Fonte
----------

A vespa é um inseto, isso nos ensina a ciência. A orquídea é uma planta, também a ciência a isso nos informa. "Informar" é dar uma forma, um limite. A vespa é um indivíduo membro de uma espécie. A espécie fornece a "identidade", ao passo que é graças à semelhança com a espécie que podemos reconhecer um inseto como uma vespa. Porém, apesar das aparências, o princípio de recognição, ou reconhecimento, não vai do indivíduo à espécie: ao contrário, ele vai da espécie ao indivíduo, da Identidade à semelhança. É a Identidade que vem primeiro: é a forma universal da espécie que nos permite reconhecer algo, e determiná-lo,  como isto ou aquilo. Até aqui, parece que Platão, Aristóteles e  Kant, além de Darwin,  têm razão...

----------

Linhas
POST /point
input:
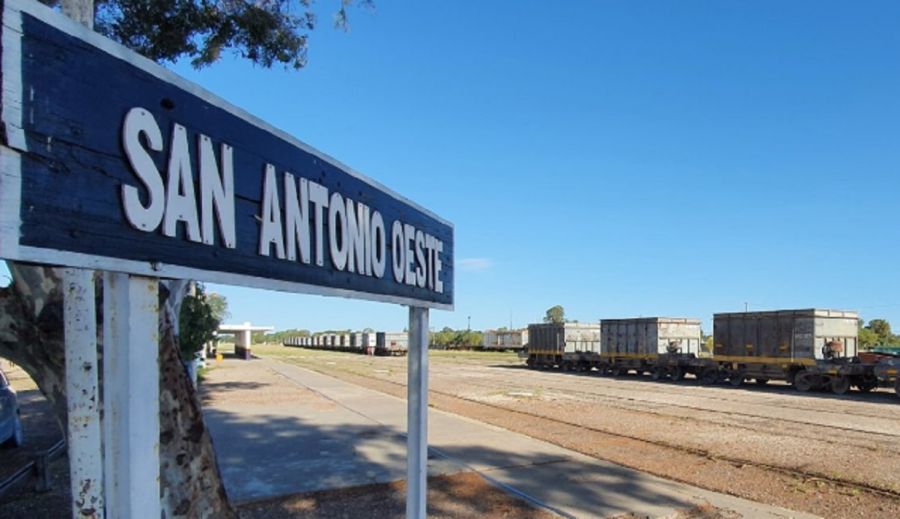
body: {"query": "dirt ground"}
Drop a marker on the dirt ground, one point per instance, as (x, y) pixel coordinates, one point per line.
(818, 453)
(464, 495)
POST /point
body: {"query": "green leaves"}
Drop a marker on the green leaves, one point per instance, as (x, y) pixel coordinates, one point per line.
(266, 33)
(198, 321)
(555, 314)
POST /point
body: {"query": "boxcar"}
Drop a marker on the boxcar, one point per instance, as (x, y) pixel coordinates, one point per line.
(391, 343)
(810, 348)
(502, 340)
(563, 345)
(662, 346)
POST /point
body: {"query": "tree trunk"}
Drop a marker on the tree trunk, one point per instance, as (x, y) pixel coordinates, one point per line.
(31, 335)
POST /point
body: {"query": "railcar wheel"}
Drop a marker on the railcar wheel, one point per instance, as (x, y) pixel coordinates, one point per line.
(840, 385)
(709, 376)
(803, 382)
(867, 386)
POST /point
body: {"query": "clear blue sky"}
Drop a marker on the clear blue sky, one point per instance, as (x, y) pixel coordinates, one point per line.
(617, 158)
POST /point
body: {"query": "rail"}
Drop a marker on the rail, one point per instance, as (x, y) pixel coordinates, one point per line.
(39, 468)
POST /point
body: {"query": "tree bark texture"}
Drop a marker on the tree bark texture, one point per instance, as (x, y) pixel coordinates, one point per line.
(31, 335)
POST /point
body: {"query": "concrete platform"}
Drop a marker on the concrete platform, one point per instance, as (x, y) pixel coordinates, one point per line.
(288, 430)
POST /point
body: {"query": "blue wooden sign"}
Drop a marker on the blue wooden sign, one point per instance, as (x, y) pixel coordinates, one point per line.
(109, 161)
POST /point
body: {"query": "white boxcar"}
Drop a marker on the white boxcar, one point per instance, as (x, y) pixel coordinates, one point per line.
(505, 339)
(650, 336)
(391, 343)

----------

Objetivo 1
Transcreva da fonte o trecho que vai de "A vespa é um inseto, isso" a "Darwin,  têm razão...".
Objetivo 2
Segundo a fonte, em que direção vai o princípio de reconhecimento?

Resposta final 1
A vespa é um inseto, isso nos ensina a ciência. A orquídea é uma planta, também a ciência a isso nos informa. "Informar" é dar uma forma, um limite. A vespa é um indivíduo membro de uma espécie. A espécie fornece a "identidade", ao passo que é graças à semelhança com a espécie que podemos reconhecer um inseto como uma vespa. Porém, apesar das aparências, o princípio de recognição, ou reconhecimento, não vai do indivíduo à espécie: ao contrário, ele vai da espécie ao indivíduo, da Identidade à semelhança. É a Identidade que vem primeiro: é a forma universal da espécie que nos permite reconhecer algo, e determiná-lo,  como isto ou aquilo. Até aqui, parece que Platão, Aristóteles e  Kant, além de Darwin,  têm razão...

Resposta final 2
Vai da espécie ao indivíduo, da Identidade à semelhança.